* [DOCUMENT SEGMENT]
# # #

Blackout Baseball

New York Mets logo

The evening of July 13, 1977 was hot and sticky as July nights in New York City are wont to be. Vic and I were at Shea Stadium watching the Mets lose to the Cubs when BANG the lights went out. Groans, cheers and whistles from the large crowd followed immediately by jokes.  

“Hey, Mets, pay ya fuckin’ electric bill.” 

The crowd assumed it was a power failure limited to Shea. And, the stadium was able to run dim emergency lights so we weren’t left in total darkness but more of an eerie glow. Then we were told there had been a blackout in the entire city and the groans, cheers, whistles and jokes got louder.

“Hey, Mayor Beame, pay ya fuckin’ electric bill.”

Shea Stadium in New York City blackout of July 13, 1977
It actually looked much darker inside Shea.

A hardy (and hungry) few felt their way to the concession stands to stock up on beers and dogs before they got hot or cold. Others gathered around geeky fans who’d brought transistor radios to the game. (These “transistor types” looked like they’d been dressed by their mothers who invariably supplied them with sandwiches and a thermos.) The “huddled masses” around the radios looked like actors in a Radio Free Europe commercial hungry for news from the Free World. Meanwhile, the stadium announcer kept us informed and the organist kept us entertained with a Christmas carol sing along. 

Then a few cars were driven out of the bullpens on to the outfield grass with their headlights shining toward the infield. Several players from both teams took this cue and took the field to play a phantom baseball game with an invisible ball in ghost light. They made spectacular diving catches, impossible throws and gravity defying slides. The crowd went wild!  

After an hour or so and just as the fun had begun to pall (“Okay, enough of this shit, how the fuck am I gonna get home?”), we were told that transportation had been arranged and we would all be home safely and soon. We were directed to buses in the Shea parking lot that were bound for major intersections all over the five boroughs where we would be able to get on the city buses that were still running. In our many thousands, we exited the stadium in better order, humor and time than we did in daylight. No pushing. No punches. No panic.  

Vic got his bus to the Bronx but I had to get to the Bowery – the scuzziest street in the slum known as the Lower East Side of Manhattan. Walking around my neighborhood was an exercise in urban survival even in bright sunshine. The idea of traversing it in blackness did not fill me with joyful anticipation. Plus, in the summer of 1977 the city had just about bottomed out. It was not a happy place and having the serial killer known as the Son of Sam picking us off at random and at night did not fill New Yorkers with confidence. But, I couldn’t sleep at Shea so I boarded a bus that took me across many blacked-out Queens and Brooklyn neighborhoods then over the Verrazano Bridge to Staten Island finally dropping me at the ferry terminal.

# # #

* [MATERIAL SHOWN]
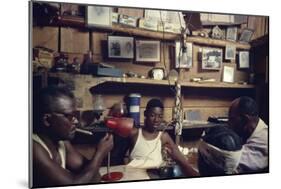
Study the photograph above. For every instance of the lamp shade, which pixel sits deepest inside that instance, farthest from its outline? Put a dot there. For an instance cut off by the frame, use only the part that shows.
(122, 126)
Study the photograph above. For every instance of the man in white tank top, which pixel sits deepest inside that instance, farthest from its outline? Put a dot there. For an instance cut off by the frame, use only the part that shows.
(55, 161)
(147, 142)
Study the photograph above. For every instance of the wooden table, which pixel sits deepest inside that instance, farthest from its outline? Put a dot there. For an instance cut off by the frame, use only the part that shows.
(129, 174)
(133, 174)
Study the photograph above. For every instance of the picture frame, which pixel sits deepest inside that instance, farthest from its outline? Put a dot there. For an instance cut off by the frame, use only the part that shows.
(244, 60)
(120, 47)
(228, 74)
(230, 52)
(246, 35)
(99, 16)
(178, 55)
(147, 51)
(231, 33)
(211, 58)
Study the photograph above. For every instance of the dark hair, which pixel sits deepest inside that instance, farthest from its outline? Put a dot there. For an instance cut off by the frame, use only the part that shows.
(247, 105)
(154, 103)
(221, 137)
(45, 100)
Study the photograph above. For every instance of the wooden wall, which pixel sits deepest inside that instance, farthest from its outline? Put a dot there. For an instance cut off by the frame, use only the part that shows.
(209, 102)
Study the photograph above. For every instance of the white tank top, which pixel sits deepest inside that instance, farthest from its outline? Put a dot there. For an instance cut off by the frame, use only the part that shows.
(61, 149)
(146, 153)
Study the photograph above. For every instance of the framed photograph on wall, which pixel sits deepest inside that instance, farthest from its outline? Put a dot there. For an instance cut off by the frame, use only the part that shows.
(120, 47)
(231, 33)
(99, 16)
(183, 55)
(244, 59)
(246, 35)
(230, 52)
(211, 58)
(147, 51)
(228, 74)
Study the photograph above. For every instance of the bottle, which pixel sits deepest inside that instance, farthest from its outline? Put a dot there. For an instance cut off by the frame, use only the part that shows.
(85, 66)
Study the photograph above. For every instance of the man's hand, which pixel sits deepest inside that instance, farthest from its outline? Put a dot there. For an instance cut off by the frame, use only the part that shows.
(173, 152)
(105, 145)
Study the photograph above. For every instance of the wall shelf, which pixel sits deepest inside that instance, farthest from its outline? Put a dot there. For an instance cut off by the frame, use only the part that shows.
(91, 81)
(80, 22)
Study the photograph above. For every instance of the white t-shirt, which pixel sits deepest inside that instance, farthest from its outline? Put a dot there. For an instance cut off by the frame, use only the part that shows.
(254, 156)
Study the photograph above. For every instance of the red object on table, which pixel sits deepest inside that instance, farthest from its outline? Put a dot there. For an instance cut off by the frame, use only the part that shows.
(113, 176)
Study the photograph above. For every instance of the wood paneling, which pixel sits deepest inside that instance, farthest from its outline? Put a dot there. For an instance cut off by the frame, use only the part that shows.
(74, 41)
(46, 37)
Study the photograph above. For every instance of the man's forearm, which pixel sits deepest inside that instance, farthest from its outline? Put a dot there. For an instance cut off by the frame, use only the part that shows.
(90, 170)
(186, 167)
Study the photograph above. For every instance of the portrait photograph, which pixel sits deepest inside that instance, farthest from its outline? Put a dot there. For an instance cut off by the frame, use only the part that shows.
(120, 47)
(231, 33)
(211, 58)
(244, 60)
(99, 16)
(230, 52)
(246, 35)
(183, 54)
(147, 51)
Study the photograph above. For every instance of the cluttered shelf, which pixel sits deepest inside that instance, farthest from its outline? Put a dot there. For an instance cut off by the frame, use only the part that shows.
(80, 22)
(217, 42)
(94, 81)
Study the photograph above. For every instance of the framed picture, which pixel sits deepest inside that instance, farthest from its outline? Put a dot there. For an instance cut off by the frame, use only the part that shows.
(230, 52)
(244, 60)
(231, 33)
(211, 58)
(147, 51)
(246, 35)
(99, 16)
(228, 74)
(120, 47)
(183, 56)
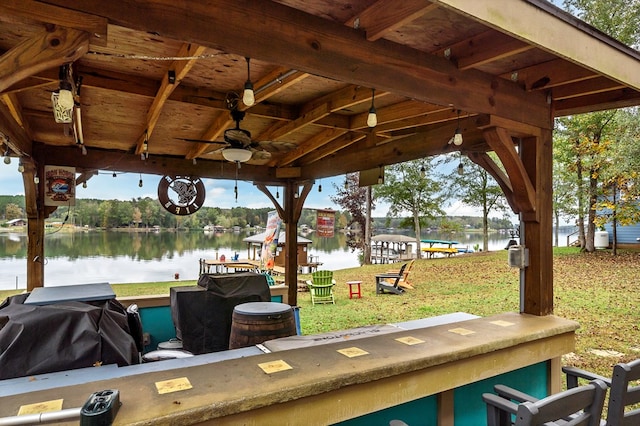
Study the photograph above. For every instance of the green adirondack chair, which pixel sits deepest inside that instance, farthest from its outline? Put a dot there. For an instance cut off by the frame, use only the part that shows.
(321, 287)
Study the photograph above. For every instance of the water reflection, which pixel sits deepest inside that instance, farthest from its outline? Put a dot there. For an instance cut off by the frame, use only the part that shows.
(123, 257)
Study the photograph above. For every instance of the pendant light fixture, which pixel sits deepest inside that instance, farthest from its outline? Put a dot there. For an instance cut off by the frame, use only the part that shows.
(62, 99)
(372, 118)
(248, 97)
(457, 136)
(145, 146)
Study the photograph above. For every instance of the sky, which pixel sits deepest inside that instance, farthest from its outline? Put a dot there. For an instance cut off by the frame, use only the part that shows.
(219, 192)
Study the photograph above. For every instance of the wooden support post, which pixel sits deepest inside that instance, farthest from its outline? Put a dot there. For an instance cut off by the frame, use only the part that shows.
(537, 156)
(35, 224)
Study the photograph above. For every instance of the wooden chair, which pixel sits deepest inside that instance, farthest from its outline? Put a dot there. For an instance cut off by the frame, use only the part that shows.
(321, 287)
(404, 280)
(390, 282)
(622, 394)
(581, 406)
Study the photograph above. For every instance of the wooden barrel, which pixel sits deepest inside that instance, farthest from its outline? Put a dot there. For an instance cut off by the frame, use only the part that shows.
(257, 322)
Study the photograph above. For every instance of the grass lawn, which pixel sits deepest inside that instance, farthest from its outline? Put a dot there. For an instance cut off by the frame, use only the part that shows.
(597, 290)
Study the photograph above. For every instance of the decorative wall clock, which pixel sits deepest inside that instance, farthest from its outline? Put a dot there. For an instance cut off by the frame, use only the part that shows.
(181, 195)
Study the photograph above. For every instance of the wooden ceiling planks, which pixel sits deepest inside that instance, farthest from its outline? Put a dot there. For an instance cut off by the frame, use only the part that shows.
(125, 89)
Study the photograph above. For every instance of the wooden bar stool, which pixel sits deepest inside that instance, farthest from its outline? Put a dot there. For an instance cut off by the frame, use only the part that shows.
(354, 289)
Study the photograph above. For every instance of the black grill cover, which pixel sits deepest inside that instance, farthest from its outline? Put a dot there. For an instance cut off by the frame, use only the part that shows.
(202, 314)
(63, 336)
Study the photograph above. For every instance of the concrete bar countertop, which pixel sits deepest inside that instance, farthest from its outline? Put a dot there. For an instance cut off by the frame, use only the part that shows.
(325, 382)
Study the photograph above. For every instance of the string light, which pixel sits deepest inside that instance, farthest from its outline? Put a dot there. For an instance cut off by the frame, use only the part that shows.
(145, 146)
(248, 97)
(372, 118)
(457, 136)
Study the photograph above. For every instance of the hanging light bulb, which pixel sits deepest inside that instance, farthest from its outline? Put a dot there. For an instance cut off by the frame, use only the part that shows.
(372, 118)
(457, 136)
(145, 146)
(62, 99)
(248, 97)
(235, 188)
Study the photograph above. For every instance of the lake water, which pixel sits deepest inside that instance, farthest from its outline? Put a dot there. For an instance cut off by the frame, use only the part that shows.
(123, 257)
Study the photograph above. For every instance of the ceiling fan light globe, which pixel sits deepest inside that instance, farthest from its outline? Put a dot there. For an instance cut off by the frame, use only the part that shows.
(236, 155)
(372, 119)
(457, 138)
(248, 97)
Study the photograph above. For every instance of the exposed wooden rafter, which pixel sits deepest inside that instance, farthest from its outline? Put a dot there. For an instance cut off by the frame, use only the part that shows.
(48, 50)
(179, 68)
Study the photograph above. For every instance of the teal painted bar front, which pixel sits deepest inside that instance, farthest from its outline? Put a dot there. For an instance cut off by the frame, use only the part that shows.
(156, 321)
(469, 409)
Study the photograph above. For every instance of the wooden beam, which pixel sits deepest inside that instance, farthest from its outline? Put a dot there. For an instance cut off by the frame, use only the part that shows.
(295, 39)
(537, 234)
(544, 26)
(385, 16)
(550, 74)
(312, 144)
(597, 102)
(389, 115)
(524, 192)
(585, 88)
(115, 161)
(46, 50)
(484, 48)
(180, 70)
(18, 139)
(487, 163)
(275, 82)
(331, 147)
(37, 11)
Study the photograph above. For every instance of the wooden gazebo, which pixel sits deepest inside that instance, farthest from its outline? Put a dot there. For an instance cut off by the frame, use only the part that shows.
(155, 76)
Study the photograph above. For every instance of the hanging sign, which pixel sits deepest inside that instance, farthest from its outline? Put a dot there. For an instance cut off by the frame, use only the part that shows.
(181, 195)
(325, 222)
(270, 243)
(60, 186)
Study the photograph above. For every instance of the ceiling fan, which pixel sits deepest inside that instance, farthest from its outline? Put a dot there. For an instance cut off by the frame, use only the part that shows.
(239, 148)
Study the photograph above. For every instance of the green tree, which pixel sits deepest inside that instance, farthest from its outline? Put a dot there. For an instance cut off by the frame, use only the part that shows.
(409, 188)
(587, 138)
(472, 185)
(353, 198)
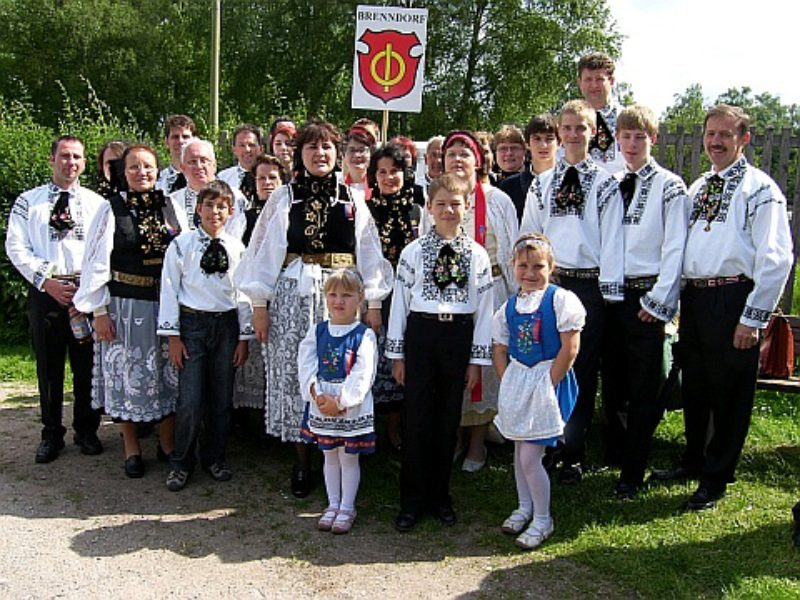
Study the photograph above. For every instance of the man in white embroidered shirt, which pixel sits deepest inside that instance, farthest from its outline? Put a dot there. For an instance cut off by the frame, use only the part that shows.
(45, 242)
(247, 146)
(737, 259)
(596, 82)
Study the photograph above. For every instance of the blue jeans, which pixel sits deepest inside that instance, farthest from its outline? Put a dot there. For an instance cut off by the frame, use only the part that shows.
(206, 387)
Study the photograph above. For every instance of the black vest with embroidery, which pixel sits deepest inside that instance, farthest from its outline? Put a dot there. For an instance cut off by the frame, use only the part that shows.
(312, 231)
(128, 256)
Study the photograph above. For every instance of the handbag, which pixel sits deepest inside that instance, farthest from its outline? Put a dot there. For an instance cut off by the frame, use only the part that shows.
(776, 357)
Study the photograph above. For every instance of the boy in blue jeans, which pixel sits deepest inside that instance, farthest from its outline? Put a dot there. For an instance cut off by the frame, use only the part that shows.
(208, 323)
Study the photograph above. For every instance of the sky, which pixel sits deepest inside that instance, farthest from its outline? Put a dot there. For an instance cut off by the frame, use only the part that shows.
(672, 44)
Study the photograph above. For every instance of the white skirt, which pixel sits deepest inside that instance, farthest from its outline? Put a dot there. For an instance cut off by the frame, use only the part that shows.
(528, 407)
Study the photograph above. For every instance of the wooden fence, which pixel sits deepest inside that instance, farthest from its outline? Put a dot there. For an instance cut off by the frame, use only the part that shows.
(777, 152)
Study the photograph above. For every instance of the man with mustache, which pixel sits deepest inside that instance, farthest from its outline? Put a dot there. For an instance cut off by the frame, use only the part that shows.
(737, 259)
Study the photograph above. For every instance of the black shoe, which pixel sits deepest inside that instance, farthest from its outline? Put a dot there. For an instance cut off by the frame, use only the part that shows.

# # #

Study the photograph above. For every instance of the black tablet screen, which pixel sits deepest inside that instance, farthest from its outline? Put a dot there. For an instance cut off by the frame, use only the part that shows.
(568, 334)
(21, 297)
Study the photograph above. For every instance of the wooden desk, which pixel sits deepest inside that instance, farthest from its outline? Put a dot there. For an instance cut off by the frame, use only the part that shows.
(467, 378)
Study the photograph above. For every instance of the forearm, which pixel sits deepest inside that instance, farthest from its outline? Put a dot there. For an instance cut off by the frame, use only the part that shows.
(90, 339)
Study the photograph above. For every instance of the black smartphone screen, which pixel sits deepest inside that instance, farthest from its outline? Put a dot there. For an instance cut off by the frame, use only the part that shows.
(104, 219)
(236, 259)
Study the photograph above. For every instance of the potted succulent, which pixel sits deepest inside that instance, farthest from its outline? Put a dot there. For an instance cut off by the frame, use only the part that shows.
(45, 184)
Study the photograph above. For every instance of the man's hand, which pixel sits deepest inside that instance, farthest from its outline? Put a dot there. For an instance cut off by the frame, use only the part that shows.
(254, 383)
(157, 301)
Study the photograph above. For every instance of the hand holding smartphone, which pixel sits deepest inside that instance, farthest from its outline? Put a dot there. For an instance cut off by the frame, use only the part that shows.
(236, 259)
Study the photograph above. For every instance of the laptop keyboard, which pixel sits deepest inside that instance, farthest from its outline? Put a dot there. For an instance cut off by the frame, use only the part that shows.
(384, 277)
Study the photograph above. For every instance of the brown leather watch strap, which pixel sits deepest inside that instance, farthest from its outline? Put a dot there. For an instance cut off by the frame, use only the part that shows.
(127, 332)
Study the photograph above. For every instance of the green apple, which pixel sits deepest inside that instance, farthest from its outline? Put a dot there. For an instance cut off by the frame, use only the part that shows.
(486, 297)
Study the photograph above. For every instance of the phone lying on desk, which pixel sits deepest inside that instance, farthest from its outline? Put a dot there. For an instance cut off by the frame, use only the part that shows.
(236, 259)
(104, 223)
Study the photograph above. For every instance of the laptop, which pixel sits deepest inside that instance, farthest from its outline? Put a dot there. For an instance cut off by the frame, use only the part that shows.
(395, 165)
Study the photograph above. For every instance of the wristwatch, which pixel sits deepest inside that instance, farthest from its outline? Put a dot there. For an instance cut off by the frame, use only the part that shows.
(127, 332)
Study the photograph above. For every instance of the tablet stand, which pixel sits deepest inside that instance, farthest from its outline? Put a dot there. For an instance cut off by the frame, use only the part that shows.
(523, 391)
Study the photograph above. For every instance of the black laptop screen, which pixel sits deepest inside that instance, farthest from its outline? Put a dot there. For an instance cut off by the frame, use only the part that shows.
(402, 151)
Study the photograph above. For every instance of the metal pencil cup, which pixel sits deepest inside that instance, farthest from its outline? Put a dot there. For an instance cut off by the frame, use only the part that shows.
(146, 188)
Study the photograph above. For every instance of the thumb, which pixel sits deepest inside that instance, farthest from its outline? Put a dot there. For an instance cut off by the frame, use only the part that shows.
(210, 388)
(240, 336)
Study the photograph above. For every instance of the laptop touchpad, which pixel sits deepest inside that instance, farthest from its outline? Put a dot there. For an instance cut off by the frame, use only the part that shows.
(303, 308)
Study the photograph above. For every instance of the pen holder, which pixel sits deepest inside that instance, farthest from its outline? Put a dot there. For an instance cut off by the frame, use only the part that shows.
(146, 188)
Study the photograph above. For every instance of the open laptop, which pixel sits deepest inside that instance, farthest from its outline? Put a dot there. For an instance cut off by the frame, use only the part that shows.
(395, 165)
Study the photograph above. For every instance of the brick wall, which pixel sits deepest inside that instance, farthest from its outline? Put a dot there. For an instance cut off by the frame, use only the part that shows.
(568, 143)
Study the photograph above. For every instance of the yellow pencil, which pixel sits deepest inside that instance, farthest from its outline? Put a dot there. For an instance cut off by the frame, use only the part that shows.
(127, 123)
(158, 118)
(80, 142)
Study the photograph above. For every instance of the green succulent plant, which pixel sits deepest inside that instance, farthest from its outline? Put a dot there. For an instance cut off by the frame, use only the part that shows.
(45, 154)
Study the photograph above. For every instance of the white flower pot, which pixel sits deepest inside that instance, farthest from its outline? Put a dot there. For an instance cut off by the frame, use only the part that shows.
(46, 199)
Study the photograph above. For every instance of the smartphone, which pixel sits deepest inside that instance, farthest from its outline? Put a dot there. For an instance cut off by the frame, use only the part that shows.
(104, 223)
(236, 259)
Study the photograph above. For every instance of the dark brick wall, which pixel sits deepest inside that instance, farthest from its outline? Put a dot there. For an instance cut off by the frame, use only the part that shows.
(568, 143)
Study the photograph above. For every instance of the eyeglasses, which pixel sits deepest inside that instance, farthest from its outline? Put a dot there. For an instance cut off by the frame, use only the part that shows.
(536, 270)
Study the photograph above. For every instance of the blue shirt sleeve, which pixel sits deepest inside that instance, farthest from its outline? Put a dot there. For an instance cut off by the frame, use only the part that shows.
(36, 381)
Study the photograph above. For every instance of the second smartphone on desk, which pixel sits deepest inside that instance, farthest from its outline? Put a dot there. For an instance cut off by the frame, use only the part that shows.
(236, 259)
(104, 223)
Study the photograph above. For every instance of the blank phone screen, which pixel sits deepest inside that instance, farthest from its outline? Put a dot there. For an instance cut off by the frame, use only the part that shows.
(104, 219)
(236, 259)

# # #

* [SET TASKS]
a – Reproduce word for word the passage of the Shea Stadium blackout story, starting at "Blackout Baseball" and ending at "darker inside Shea.".
b – In the Shea Stadium blackout story, which team were the Mets losing to when the lights went out?
c – Extend the Shea Stadium blackout story, picking up after the bus drops the narrator at the ferry terminal.
You won't need the lines for any of this.

* [OUTPUTS BY TASK]
a –
Blackout Baseball

New York Mets logo

The evening of July 13, 1977 was hot and sticky as July nights in New York City are wont to be. Vic and I were at Shea Stadium watching the Mets lose to the Cubs when BANG the lights went out. Groans, cheers and whistles from the large crowd followed immediately by jokes.  

“Hey, Mets, pay ya fuckin’ electric bill.” 

The crowd assumed it was a power failure limited to Shea. And, the stadium was able to run dim emergency lights so we weren’t left in total darkness but more of an eerie glow. Then we were told there had been a blackout in the entire city and the groans, cheers, whistles and jokes got louder.

“Hey, Mayor Beame, pay ya fuckin’ electric bill.”

Shea Stadium in New York City blackout of July 13, 1977
It actually looked much darker inside Shea.

b – The Cubs.

c –
From there, we “happy few” ferried across a New York harbor that was in almost total blackout – the skyscrapers of Manhattan (including the World Trade Center) were barely visible. The only bright light in the harbor was the flame atop the torch on the Statue of Liberty. It was a scene out of a dystopian sci-fi movie – beautiful but unsettling. A hush fell over us passengers as the ferry plowed by Lady Liberty and that hush enveloped us until we disembarked at the Battery. There we climbed aboard city buses already waiting to take us uptown via the main avenues. 

Statue of Liberty torch and hand under construction.
Only the flame was lit and shining, the statue was in darkness.

This evacuation and transportation of the Shea Stadium multitude was handled brilliantly. Yet, I have seen it reported nowhere! We all like to complain about government inefficiency but I gotta say that in this case NYC really nailed it. I blush to admit that I felt proud of my hometown and her people. No panic. No anger. No fights. Just cooperation and jokes. Lotsa jokes. 

I got off the bus on First Avenue and praying that the Son of Sam was not lurking nearby equipped with a night scope, I began slowly picking my way toward my loft on the Bowery. (Goddamn how do blind people do it?) I made the trek slowly with only passing headlights, flashlights and candlelight from impromptu stoop parties to guide me. I declined invitations to join those parties coz I just wanted to get home. 

Georgian dinner by candlelight.
Stoop soirée in full swing.

I did have to navigate through a few stretches of inky blackness and, this being the Bowery, I had to be careful not to trip over bums sleeping on the street. Plus, a few overly friendly creeps loomed up at me from the murk hoping to give or receive a blowjob. But, WHEW, made it home!

Bowery bum sleeping in door way
Blacked out in a blackout

A TALE OF TWO CITIES

The next morning, I went for a walk around my still powerless neighborhood where the stores and restaurants were practically giving the rotting and melting food away. It wasn’t until late that afternoon, when power was restored, that I learned there had been widespread looting and arson in certain neighborhoods.  (Ya want numbers? – $1.2 BILLION worth of damage in 2019 dollars. 3,700 arrests – the largest number of mass arrests in NYC history!)   

Arson in the Bronx, NYC blackout of Jul 1977
Burn Baby Burn!

Since 1977, the narrative about the blackout has been all about excusing those crimes with nary a mention of the cooperation. Perhaps this is because that cooperation seemed restricted to certain other neighborhoods. The spin has been that the crimes were caused by racism. The blackout has been turned into yet another tale of poor Blacks being victimized by evil Whitey.

Looted store in NYC blackout of 1977.
Have you noticed that book stores never get looted?

Apparently, power failures are just another aspect of White privilege and the patriarchy. Apparently, it was my fault that Blacks looted and torched stores, restaurants and even their own apartment houses. It’s over forty years later and I have yet to see, hear or read a single account of the blackout (including many by foreign news sources such as the BBC) that doesn’t push this anti-White race-hustle bullshit.  

The awful truth is that when the lights went out on July 13, 1977 some New Yorkers went feral. 

The awful truth is that when the lights went out on July 13, 1977 some New Yorkers went festive.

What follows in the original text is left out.